Exercise requirements: Below are some records. Say how many of their lines include the string "flask", giving only the number.

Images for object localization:
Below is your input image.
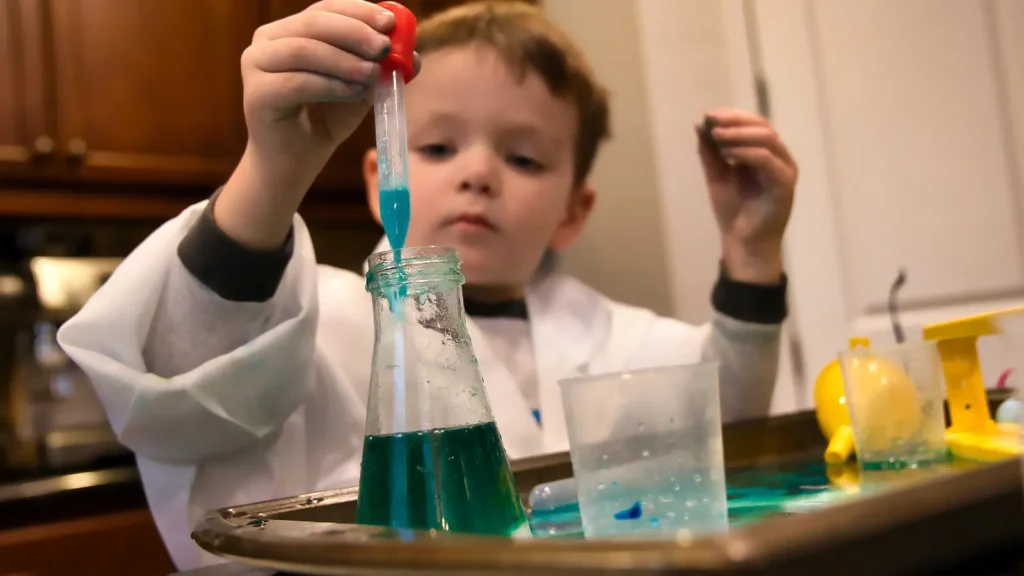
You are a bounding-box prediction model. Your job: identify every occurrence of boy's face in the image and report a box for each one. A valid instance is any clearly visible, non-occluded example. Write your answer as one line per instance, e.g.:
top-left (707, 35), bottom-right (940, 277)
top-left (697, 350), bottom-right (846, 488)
top-left (365, 44), bottom-right (594, 290)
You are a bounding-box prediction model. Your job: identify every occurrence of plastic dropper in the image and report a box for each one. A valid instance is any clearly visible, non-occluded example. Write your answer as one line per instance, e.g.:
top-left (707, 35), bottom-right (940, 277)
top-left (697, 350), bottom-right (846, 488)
top-left (374, 2), bottom-right (416, 463)
top-left (375, 2), bottom-right (417, 256)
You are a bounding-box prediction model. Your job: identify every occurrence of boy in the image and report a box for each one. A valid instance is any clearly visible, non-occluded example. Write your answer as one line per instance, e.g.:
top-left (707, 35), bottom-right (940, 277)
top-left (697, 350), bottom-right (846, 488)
top-left (57, 0), bottom-right (797, 569)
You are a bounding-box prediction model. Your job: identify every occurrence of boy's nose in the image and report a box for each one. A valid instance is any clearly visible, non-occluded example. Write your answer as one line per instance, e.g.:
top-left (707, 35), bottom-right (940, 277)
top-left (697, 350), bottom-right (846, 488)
top-left (459, 178), bottom-right (495, 196)
top-left (457, 148), bottom-right (499, 197)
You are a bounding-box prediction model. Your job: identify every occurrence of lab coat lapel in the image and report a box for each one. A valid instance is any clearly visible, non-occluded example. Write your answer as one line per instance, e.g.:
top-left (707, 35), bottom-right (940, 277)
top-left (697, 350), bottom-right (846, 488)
top-left (465, 316), bottom-right (544, 459)
top-left (528, 273), bottom-right (611, 454)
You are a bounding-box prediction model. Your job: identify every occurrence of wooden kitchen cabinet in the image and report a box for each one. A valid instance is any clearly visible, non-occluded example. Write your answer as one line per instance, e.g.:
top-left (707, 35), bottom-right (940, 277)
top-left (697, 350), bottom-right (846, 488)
top-left (0, 0), bottom-right (256, 189)
top-left (0, 0), bottom-right (52, 177)
top-left (0, 509), bottom-right (175, 576)
top-left (0, 0), bottom-right (532, 220)
top-left (45, 0), bottom-right (257, 186)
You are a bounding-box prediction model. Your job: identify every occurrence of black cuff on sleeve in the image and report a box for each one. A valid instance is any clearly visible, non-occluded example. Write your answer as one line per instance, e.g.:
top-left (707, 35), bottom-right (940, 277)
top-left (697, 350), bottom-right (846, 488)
top-left (177, 194), bottom-right (295, 303)
top-left (711, 262), bottom-right (788, 324)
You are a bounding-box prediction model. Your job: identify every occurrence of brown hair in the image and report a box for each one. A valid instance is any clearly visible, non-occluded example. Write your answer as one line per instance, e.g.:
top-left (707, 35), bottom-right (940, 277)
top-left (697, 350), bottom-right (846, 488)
top-left (416, 1), bottom-right (611, 187)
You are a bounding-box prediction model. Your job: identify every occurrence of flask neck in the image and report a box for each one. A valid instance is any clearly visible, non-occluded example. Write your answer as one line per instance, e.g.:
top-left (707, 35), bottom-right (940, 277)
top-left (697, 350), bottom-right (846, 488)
top-left (365, 246), bottom-right (464, 299)
top-left (363, 246), bottom-right (493, 436)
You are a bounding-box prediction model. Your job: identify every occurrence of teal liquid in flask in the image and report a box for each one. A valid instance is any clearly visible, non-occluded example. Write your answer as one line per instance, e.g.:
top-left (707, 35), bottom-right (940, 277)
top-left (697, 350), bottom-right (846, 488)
top-left (357, 247), bottom-right (529, 536)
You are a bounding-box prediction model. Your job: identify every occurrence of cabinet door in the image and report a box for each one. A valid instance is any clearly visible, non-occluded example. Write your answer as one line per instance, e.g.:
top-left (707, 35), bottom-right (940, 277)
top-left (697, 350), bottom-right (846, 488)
top-left (0, 509), bottom-right (175, 575)
top-left (0, 0), bottom-right (52, 176)
top-left (47, 0), bottom-right (259, 185)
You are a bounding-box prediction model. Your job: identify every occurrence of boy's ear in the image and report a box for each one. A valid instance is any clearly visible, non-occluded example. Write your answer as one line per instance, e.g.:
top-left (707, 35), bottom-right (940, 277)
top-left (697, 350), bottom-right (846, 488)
top-left (363, 148), bottom-right (383, 226)
top-left (550, 184), bottom-right (596, 252)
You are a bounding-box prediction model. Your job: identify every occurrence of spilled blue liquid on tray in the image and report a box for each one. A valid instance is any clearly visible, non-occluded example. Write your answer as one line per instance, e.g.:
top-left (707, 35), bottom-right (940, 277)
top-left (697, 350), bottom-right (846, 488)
top-left (613, 501), bottom-right (643, 521)
top-left (528, 454), bottom-right (976, 539)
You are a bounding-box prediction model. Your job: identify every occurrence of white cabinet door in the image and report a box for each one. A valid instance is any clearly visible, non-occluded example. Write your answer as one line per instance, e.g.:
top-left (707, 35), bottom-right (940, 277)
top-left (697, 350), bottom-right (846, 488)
top-left (751, 0), bottom-right (1024, 408)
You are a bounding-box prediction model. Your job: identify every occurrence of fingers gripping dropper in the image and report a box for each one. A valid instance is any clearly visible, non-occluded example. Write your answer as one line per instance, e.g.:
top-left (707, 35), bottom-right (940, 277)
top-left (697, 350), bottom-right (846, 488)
top-left (375, 2), bottom-right (417, 256)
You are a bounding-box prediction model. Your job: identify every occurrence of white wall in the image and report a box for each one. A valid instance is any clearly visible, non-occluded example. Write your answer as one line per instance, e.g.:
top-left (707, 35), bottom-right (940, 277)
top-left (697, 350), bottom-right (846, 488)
top-left (545, 0), bottom-right (803, 414)
top-left (543, 0), bottom-right (675, 318)
top-left (632, 0), bottom-right (757, 325)
top-left (544, 0), bottom-right (749, 325)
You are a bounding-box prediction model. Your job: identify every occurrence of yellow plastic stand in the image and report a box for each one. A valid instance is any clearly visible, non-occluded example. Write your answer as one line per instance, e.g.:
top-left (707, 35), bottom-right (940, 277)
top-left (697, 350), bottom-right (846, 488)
top-left (922, 306), bottom-right (1024, 461)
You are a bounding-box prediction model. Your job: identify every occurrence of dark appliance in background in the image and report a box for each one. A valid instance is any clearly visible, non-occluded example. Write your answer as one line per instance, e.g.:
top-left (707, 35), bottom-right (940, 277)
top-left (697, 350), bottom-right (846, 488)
top-left (0, 222), bottom-right (129, 479)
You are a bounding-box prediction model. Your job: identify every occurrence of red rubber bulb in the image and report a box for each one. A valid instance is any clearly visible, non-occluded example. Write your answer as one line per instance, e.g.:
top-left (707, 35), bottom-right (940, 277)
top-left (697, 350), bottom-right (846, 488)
top-left (378, 1), bottom-right (417, 82)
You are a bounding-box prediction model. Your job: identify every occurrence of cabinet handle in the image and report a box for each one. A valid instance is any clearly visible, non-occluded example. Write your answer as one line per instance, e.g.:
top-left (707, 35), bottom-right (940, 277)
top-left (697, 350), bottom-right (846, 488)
top-left (67, 137), bottom-right (88, 160)
top-left (32, 135), bottom-right (55, 156)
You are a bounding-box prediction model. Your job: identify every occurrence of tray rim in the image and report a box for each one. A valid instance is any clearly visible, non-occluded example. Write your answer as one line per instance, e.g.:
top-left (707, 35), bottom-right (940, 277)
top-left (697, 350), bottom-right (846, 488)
top-left (192, 455), bottom-right (1023, 574)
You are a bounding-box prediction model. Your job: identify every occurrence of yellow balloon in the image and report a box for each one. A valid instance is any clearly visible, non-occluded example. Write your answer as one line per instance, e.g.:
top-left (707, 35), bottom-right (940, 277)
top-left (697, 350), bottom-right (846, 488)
top-left (843, 356), bottom-right (922, 454)
top-left (815, 359), bottom-right (857, 463)
top-left (814, 359), bottom-right (849, 440)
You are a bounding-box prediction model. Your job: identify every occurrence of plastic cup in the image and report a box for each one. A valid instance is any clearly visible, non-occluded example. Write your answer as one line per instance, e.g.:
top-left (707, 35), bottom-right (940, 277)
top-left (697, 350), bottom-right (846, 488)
top-left (839, 341), bottom-right (948, 469)
top-left (559, 362), bottom-right (727, 540)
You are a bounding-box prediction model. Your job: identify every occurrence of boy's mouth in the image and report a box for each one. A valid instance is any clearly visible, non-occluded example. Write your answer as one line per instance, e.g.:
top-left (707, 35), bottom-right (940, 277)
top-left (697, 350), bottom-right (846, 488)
top-left (446, 213), bottom-right (499, 232)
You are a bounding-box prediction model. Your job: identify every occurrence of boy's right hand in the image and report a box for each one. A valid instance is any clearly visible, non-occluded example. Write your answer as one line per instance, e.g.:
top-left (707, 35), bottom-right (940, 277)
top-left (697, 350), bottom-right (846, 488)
top-left (217, 1), bottom-right (415, 250)
top-left (244, 0), bottom-right (395, 171)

Response area: 2